Exactly as written, quote every line that follows, skipping the images.
* * *
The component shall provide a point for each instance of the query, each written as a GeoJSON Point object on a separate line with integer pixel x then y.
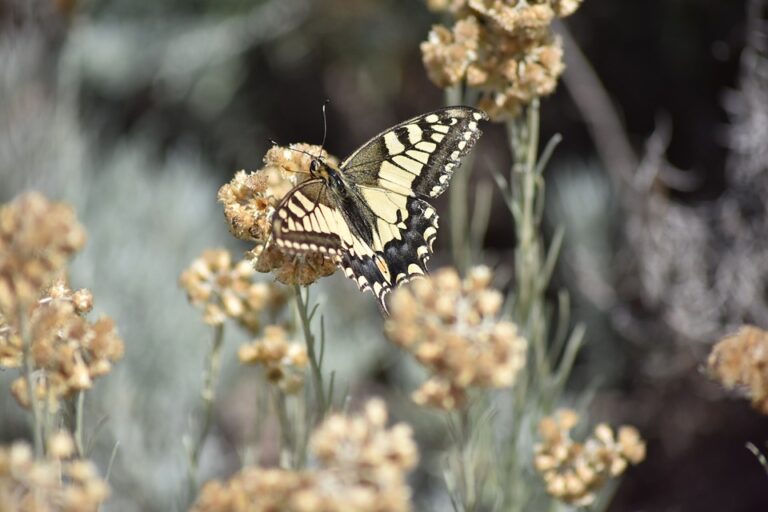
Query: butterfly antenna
{"type": "Point", "coordinates": [325, 125]}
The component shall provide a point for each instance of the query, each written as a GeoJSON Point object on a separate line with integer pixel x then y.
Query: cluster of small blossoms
{"type": "Point", "coordinates": [505, 49]}
{"type": "Point", "coordinates": [37, 238]}
{"type": "Point", "coordinates": [57, 483]}
{"type": "Point", "coordinates": [67, 351]}
{"type": "Point", "coordinates": [362, 466]}
{"type": "Point", "coordinates": [573, 472]}
{"type": "Point", "coordinates": [250, 200]}
{"type": "Point", "coordinates": [452, 327]}
{"type": "Point", "coordinates": [740, 362]}
{"type": "Point", "coordinates": [284, 362]}
{"type": "Point", "coordinates": [226, 290]}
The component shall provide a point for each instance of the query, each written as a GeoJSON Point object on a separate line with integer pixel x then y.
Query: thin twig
{"type": "Point", "coordinates": [27, 370]}
{"type": "Point", "coordinates": [208, 395]}
{"type": "Point", "coordinates": [309, 339]}
{"type": "Point", "coordinates": [79, 406]}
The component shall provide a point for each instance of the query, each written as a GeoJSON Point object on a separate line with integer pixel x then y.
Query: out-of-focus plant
{"type": "Point", "coordinates": [361, 465]}
{"type": "Point", "coordinates": [45, 334]}
{"type": "Point", "coordinates": [60, 481]}
{"type": "Point", "coordinates": [223, 290]}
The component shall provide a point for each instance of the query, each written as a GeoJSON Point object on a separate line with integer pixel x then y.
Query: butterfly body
{"type": "Point", "coordinates": [371, 214]}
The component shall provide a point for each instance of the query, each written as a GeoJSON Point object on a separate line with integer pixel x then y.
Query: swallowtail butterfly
{"type": "Point", "coordinates": [371, 214]}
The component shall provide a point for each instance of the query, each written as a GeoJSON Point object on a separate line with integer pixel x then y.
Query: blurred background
{"type": "Point", "coordinates": [137, 112]}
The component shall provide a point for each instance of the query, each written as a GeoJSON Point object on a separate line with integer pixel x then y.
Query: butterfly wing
{"type": "Point", "coordinates": [394, 172]}
{"type": "Point", "coordinates": [417, 157]}
{"type": "Point", "coordinates": [381, 229]}
{"type": "Point", "coordinates": [306, 221]}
* * *
> **Final answer**:
The component shall provide a point for each instance of the query, each written as a GeoJSON Point object on a separate line with integer pixel x then y.
Query: butterfly antenna
{"type": "Point", "coordinates": [325, 125]}
The component shall provide a point for each instance of the query, each written as a GeoJSON Point object on a separate line with integer pixel x then y.
Query: cluster of small blossoms
{"type": "Point", "coordinates": [505, 49]}
{"type": "Point", "coordinates": [37, 238]}
{"type": "Point", "coordinates": [57, 483]}
{"type": "Point", "coordinates": [67, 351]}
{"type": "Point", "coordinates": [362, 466]}
{"type": "Point", "coordinates": [573, 472]}
{"type": "Point", "coordinates": [250, 200]}
{"type": "Point", "coordinates": [452, 327]}
{"type": "Point", "coordinates": [740, 362]}
{"type": "Point", "coordinates": [284, 362]}
{"type": "Point", "coordinates": [226, 290]}
The component shall provide a point for each instance of the query, each written as a GeoJSON Point object on a separate line with integer pixel x then y.
Query: thin twig
{"type": "Point", "coordinates": [27, 370]}
{"type": "Point", "coordinates": [208, 395]}
{"type": "Point", "coordinates": [309, 339]}
{"type": "Point", "coordinates": [79, 406]}
The component shall provide a point for each instance of the query, each written as a GeoJSON Point object on a separate line with integer pixel x then y.
Query: out-of-focus plant
{"type": "Point", "coordinates": [361, 465]}
{"type": "Point", "coordinates": [45, 334]}
{"type": "Point", "coordinates": [60, 481]}
{"type": "Point", "coordinates": [223, 290]}
The component shall provide a point for each instance of the query, each written as a GeoJSON Point object on a separate line with integer pixel x then y.
Query: butterfly body
{"type": "Point", "coordinates": [371, 214]}
The component shall provide a point for each instance of the query, each written as a GeoJSON Point object on a separate line with integer pixel x then y.
Query: swallowtail butterfly
{"type": "Point", "coordinates": [371, 214]}
The component shall provide a point for each instance of the query, each written as a GeoJSON Point object on a separate line with integer pixel x then y.
Query: blurred background
{"type": "Point", "coordinates": [137, 112]}
The component shall provide a point for each instance of the query, each written as a GeoJSON Point object on a separate line with integer pixel x then y.
Query: butterfly wing
{"type": "Point", "coordinates": [394, 172]}
{"type": "Point", "coordinates": [417, 157]}
{"type": "Point", "coordinates": [381, 229]}
{"type": "Point", "coordinates": [306, 221]}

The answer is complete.